--- Excerpted records ---
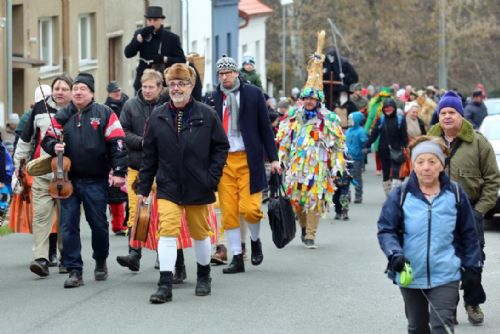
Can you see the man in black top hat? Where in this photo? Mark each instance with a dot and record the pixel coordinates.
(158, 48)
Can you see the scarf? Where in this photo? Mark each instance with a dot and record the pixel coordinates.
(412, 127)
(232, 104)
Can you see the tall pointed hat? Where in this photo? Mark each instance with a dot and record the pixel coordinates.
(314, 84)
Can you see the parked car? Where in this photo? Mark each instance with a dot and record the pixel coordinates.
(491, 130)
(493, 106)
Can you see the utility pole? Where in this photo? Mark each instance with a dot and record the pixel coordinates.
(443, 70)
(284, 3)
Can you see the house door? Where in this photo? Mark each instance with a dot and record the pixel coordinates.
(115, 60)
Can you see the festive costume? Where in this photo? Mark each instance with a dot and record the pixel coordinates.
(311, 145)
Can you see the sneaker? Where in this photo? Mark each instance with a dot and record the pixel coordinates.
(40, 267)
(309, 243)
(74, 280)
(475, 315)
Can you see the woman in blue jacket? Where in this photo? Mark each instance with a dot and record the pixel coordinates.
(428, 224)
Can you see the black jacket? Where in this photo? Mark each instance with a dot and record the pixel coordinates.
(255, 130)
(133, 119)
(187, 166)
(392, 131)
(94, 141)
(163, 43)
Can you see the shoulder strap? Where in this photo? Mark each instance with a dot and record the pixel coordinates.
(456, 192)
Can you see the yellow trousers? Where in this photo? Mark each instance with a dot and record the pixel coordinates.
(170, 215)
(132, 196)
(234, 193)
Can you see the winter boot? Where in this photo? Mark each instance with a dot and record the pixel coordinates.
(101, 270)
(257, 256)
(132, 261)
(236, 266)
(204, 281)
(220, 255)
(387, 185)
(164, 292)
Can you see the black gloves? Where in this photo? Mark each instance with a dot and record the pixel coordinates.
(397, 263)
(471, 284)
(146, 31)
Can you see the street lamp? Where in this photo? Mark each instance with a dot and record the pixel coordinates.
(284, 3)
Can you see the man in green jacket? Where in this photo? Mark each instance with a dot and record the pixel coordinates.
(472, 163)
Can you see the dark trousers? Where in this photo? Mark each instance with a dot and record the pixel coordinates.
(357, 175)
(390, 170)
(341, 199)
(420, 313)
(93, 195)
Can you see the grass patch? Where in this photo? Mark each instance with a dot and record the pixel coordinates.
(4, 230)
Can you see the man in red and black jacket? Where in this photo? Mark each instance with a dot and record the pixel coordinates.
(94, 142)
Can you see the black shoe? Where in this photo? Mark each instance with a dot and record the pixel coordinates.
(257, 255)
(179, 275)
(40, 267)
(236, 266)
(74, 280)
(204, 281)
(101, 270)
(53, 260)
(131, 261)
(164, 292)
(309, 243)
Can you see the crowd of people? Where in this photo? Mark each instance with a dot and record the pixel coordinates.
---
--- Excerpted records ---
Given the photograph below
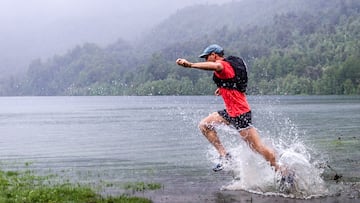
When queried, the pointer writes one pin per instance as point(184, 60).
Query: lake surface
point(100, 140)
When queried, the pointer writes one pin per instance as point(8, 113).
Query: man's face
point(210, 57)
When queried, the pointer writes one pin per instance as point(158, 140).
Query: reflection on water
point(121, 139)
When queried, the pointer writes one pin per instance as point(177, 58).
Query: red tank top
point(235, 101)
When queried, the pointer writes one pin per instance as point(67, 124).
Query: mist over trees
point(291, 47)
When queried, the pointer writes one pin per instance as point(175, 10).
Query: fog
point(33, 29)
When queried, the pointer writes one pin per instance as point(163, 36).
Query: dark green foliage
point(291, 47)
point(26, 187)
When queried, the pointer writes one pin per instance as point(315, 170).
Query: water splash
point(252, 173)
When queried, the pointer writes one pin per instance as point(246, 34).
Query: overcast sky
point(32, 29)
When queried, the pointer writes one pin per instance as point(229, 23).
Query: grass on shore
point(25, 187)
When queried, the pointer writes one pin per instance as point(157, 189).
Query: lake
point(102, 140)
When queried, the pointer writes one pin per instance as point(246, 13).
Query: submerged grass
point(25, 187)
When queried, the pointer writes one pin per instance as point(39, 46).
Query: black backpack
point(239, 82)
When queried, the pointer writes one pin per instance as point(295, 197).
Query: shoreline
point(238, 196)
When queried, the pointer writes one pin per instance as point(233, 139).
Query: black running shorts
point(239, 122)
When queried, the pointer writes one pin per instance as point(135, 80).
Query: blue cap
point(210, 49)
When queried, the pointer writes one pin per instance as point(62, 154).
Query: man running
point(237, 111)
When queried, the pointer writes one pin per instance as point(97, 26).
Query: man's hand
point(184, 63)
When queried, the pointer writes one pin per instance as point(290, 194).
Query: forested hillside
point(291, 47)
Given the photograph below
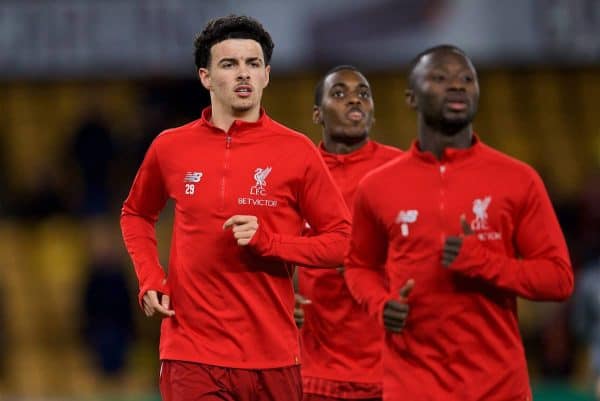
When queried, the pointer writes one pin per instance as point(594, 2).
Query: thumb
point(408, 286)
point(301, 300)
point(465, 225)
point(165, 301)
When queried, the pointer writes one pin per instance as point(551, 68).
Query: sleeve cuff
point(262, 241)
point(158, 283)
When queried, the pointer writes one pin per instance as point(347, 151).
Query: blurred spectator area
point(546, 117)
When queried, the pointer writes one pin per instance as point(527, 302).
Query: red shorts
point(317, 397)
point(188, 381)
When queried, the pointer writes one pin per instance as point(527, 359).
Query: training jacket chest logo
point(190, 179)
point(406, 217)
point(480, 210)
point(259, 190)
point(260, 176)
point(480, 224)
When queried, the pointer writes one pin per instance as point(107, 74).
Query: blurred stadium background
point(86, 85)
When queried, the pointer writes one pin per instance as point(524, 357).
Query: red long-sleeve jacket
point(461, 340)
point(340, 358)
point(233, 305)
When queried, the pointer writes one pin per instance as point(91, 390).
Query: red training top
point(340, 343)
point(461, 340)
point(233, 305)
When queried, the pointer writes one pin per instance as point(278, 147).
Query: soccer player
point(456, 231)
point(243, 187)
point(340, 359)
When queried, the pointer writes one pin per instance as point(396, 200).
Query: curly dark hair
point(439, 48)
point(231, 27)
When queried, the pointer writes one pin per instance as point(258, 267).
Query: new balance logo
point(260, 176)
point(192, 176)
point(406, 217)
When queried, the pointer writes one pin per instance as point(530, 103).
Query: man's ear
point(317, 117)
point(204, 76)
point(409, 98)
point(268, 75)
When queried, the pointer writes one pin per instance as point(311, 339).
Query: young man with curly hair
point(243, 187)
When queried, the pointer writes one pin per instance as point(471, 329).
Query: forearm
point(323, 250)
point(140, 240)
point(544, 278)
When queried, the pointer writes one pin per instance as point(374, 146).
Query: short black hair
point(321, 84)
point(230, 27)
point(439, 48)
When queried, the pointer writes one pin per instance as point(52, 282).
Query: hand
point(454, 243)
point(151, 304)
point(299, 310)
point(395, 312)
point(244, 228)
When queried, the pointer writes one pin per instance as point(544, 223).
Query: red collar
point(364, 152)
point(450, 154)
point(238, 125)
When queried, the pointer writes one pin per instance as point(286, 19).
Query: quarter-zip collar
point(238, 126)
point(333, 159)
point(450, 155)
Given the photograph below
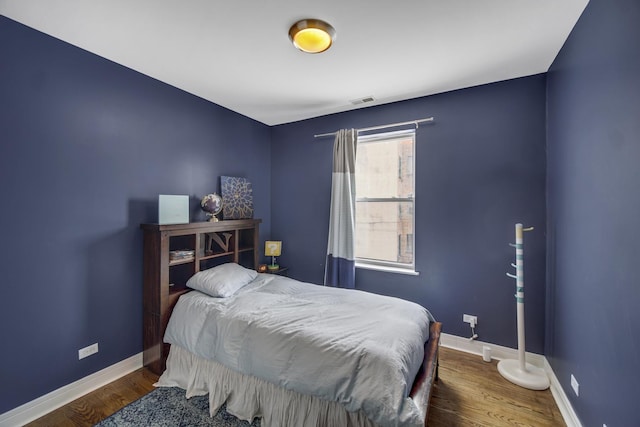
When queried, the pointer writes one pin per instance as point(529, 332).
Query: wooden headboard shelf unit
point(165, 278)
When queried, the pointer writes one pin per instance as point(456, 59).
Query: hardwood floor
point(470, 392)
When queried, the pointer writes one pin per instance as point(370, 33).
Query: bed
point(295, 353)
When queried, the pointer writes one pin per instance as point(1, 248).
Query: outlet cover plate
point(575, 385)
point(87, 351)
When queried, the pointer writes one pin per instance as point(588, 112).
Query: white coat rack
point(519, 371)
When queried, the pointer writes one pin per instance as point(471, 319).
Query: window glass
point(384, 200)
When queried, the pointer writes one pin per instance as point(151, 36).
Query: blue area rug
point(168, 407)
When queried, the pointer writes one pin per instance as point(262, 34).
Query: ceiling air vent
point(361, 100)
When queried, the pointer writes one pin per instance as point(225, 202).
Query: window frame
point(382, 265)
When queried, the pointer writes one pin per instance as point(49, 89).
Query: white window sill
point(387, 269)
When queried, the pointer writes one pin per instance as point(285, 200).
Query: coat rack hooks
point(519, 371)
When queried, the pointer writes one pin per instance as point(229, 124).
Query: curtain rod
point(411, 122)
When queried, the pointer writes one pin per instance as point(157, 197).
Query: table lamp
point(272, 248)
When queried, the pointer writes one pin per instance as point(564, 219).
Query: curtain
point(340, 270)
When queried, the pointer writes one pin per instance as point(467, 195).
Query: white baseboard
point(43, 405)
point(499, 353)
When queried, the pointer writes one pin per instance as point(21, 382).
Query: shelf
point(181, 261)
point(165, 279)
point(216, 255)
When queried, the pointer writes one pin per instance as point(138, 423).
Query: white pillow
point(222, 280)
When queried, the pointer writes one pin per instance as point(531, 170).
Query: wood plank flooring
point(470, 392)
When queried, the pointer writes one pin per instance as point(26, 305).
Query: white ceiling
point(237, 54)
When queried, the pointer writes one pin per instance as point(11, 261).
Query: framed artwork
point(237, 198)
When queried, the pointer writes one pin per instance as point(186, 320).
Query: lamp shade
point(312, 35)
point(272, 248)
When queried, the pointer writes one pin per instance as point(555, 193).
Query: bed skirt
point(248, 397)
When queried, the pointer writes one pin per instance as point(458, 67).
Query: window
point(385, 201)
---
* **Task details**: Rewrite the entries in the stretch from the line containing "Can you see the man in red" through the line containing "Can you see the crowd", changing "black shoe" to "dark shoe" and leaving everything else as it is.

* **Full solution**:
Can you see the man in red and black jacket? Where in this photo? Mark each instance with a dot and record the pixel coordinates.
(94, 142)
Can you see the dark shoe? Where in this photo? Mark each instance with a dot and record the pixel coordinates.
(257, 255)
(179, 275)
(40, 267)
(236, 266)
(74, 280)
(204, 281)
(101, 270)
(53, 260)
(131, 261)
(164, 292)
(309, 243)
Can you see the crowd of people? Where in this photo? Mark each instance with a dot and record the pixel coordinates.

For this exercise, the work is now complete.